EXERCISES TO COMPLETE —
A. In the college housing discussion, which team did the writer who returned to school at 22 belong to?
B. Reproduce the college housing discussion word for word, starting at "I went back" and ending at "the 5 blocks?".

>> BEGIN PROVIDED TEXT

I went back to school when I was 22.  I lived on campus and my second semester became a resident assistant.  There are good and bad things with living in a dorm but you learn how to deal with situations.  I continued in campus apartments with 4 other room mates.  The ability to form on campus study groups, participate in other activities (I was on the bicycle racing team) and simply get back to the dorm room following an all nighter and an 8am exam to take a nap is valuable.  Add to that the fact that surrounding many colleges, the neighborhoods can become pretty sketchy.  Want your daughter to be mugged once or twice a semester walking the 5 blocks? 

I think it's a bad idea.  If you want to rent out a house that's not close enough to drive to, that's a bad enough idea, but this is a worse idea.  I do understand thinking that maybe it would work......heck, I've thought of it for my son who's in college just 12 miles from home, in a dorm but thought better of it.

Really? Like that is what you think is going to happen despite having little to no information?

But seriously, studies have shown that kids living in dorms do better in school. Its the reasoning behind requiring kids to live on campus the first year(s). Yes it also happens to be a money grab for the university so it is what it is.

I think the traditional route is pretty good, have them somewhat supervised the first year in the dorms. Let them get used to the college experience first, make friends etc. Then let them move off campus. Allow them to set up their utilities, pay real rent, and deal with all the little things living on your own requires. The things you learn in college don't all happen in the classroom.

But yes buying a house for your kid to live in is a good plan. Personal experience, I lived in a 8 bedroom house for 3 years. We paid over 90k in rent during that time. We probably could have purchased the house for 250-300k at the time.

>> END PROVIDED TEXT
>> BEGIN SUPPLIED MATERIAL

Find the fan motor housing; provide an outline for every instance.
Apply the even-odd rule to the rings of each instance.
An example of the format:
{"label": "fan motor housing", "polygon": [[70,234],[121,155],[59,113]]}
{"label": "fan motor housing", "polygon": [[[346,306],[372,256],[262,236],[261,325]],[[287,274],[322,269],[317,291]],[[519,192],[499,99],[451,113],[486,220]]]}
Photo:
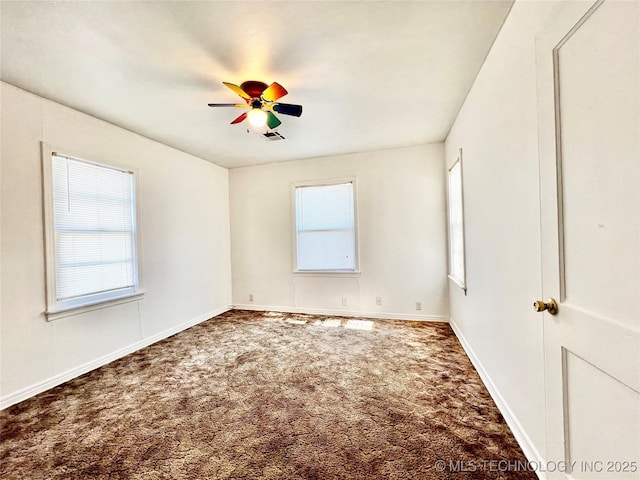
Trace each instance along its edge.
{"label": "fan motor housing", "polygon": [[246,82],[242,82],[240,85],[251,98],[260,98],[262,92],[267,89],[267,84],[264,82],[259,82],[258,80],[247,80]]}

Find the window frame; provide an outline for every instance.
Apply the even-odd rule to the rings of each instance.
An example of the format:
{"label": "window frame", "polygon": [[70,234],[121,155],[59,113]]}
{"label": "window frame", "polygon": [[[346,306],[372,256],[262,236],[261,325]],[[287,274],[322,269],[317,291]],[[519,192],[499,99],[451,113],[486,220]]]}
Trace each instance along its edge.
{"label": "window frame", "polygon": [[[459,278],[455,272],[453,272],[453,234],[451,224],[451,174],[456,165],[460,166],[460,230],[462,243],[462,278]],[[447,233],[448,233],[448,277],[456,286],[458,286],[466,295],[467,294],[467,254],[466,254],[466,239],[465,239],[465,226],[464,226],[464,175],[462,167],[462,149],[459,149],[456,160],[447,169]]]}
{"label": "window frame", "polygon": [[[300,270],[298,268],[298,231],[296,221],[296,189],[301,187],[330,187],[351,183],[353,188],[353,242],[354,242],[354,269],[353,270]],[[357,277],[360,276],[360,244],[358,240],[358,189],[356,177],[340,177],[322,180],[297,181],[291,184],[291,220],[293,234],[293,274],[295,276],[323,276],[323,277]]]}
{"label": "window frame", "polygon": [[[139,170],[113,161],[87,160],[90,155],[78,155],[67,148],[56,148],[41,142],[42,149],[42,192],[43,192],[43,221],[44,221],[44,247],[45,247],[45,293],[47,321],[56,320],[84,312],[119,305],[122,303],[140,300],[144,296],[142,287],[141,265],[141,234],[140,234],[140,201],[139,201]],[[54,205],[53,205],[53,156],[61,156],[93,164],[99,167],[111,168],[132,174],[133,176],[133,235],[134,235],[134,278],[135,285],[131,289],[119,294],[108,292],[106,294],[94,293],[84,295],[77,301],[58,301],[56,298],[56,245],[54,230]]]}

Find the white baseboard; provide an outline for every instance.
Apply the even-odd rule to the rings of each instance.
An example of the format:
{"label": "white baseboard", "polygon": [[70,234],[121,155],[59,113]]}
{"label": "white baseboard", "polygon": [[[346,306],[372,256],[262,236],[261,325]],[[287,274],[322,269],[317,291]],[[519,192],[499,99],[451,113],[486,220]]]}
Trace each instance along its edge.
{"label": "white baseboard", "polygon": [[277,305],[234,304],[234,310],[255,310],[259,312],[310,313],[315,315],[334,315],[337,317],[368,317],[391,320],[414,320],[419,322],[448,322],[449,317],[443,315],[425,315],[408,313],[361,312],[350,310],[329,310],[324,308],[281,307]]}
{"label": "white baseboard", "polygon": [[[529,460],[530,462],[535,462],[537,465],[545,465],[544,459],[542,458],[542,456],[540,455],[536,447],[533,445],[533,442],[529,438],[529,435],[527,435],[527,432],[524,430],[524,428],[522,428],[522,424],[518,421],[516,416],[513,414],[513,411],[511,410],[511,408],[509,408],[509,404],[505,401],[504,397],[500,394],[500,391],[496,387],[495,383],[493,383],[491,376],[485,370],[484,366],[482,365],[482,362],[476,356],[475,352],[471,348],[471,345],[469,345],[469,343],[467,342],[466,338],[460,331],[453,317],[449,319],[449,325],[451,325],[451,328],[453,329],[453,332],[456,334],[456,337],[458,337],[458,340],[460,341],[462,348],[464,349],[467,356],[471,360],[471,363],[473,364],[476,371],[478,372],[478,375],[480,375],[480,378],[482,379],[482,383],[484,383],[485,387],[487,387],[487,390],[489,391],[491,398],[493,398],[493,401],[497,405],[498,410],[500,410],[500,413],[504,417],[505,422],[507,422],[507,425],[513,432],[513,436],[515,437],[516,441],[520,445],[520,448],[522,448],[522,451],[525,457],[527,457],[527,460]],[[540,479],[544,480],[546,478],[546,475],[544,472],[536,471],[536,474]]]}
{"label": "white baseboard", "polygon": [[10,407],[11,405],[19,403],[23,400],[26,400],[27,398],[33,397],[34,395],[42,393],[46,390],[49,390],[50,388],[56,387],[64,382],[68,382],[69,380],[72,380],[80,375],[84,375],[85,373],[90,372],[91,370],[95,370],[96,368],[102,367],[107,363],[111,363],[114,360],[117,360],[126,355],[129,355],[137,350],[148,347],[153,343],[159,342],[160,340],[168,338],[171,335],[175,335],[178,332],[181,332],[183,330],[186,330],[187,328],[193,327],[198,323],[204,322],[205,320],[208,320],[212,317],[220,315],[229,310],[231,310],[230,305],[222,308],[217,308],[216,310],[200,315],[196,318],[193,318],[184,323],[171,327],[160,333],[156,333],[151,337],[144,338],[138,342],[132,343],[131,345],[127,345],[126,347],[120,348],[114,352],[103,355],[102,357],[91,360],[90,362],[87,362],[83,365],[80,365],[78,367],[72,368],[65,372],[59,373],[57,375],[54,375],[53,377],[50,377],[46,380],[35,383],[33,385],[29,385],[28,387],[21,388],[16,392],[10,393],[8,395],[4,395],[0,398],[0,410]]}

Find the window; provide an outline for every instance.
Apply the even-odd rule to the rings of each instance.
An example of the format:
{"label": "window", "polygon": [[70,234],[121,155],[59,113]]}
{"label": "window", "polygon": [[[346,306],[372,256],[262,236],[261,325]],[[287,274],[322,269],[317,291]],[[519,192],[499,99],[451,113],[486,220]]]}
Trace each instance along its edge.
{"label": "window", "polygon": [[355,272],[354,180],[294,188],[296,271]]}
{"label": "window", "polygon": [[462,194],[462,150],[449,169],[449,278],[466,293],[464,271],[464,209]]}
{"label": "window", "polygon": [[43,159],[49,319],[139,296],[133,172],[47,148]]}

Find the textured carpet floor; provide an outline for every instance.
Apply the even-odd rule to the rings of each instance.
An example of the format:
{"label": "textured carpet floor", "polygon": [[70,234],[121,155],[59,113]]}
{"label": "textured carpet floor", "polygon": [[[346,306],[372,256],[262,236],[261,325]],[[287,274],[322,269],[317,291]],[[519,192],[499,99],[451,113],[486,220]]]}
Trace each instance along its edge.
{"label": "textured carpet floor", "polygon": [[536,478],[446,324],[232,311],[0,421],[3,479]]}

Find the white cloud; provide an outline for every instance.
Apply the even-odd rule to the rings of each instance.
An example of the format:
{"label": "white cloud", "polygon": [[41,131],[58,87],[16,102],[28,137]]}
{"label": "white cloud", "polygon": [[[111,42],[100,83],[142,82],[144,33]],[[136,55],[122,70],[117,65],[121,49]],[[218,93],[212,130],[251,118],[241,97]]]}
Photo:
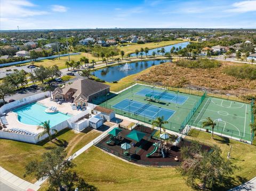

>> END SUPPLIED MATERIAL

SOLUTIONS PER TASK —
A. The bicycle racing team.

B.
I went back to school when I was 22.  I lived on campus and my second semester became a resident assistant.  There are good and bad things with living in a dorm but you learn how to deal with situations.  I continued in campus apartments with 4 other room mates.  The ability to form on campus study groups, participate in other activities (I was on the bicycle racing team) and simply get back to the dorm room following an all nighter and an 8am exam to take a nap is valuable.  Add to that the fact that surrounding many colleges, the neighborhoods can become pretty sketchy.  Want your daughter to be mugged once or twice a semester walking the 5 blocks?